■ SUPPLIED MATERIAL:
•••••

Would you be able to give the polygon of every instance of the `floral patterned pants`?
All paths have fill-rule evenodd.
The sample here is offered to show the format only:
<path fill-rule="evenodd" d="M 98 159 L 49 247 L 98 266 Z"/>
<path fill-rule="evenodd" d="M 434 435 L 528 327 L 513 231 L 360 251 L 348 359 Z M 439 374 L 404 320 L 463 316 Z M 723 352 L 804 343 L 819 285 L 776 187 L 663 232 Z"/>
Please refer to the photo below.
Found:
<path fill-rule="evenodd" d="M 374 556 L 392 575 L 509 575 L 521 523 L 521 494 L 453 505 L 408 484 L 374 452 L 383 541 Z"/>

•••••

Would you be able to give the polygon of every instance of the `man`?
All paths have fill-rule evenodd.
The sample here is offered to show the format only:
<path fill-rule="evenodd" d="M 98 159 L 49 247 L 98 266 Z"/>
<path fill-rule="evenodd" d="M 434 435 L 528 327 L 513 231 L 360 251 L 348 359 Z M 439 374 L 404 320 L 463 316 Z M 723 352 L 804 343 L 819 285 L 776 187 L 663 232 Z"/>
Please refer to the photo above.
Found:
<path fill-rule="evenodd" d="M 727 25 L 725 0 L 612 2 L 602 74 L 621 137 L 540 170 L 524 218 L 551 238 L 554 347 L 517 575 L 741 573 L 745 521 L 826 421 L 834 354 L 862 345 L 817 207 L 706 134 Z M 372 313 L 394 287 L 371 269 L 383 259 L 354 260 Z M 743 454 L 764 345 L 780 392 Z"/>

•••••

■ PROBLEM STATEMENT: Return every line in the records that includes the string "Would".

■ OUTPUT OF THE EXERCISE:
Would you be able to give the polygon of every instance of the `floral patterned pants`?
Would you be able to give the polygon of every instance of the `man`?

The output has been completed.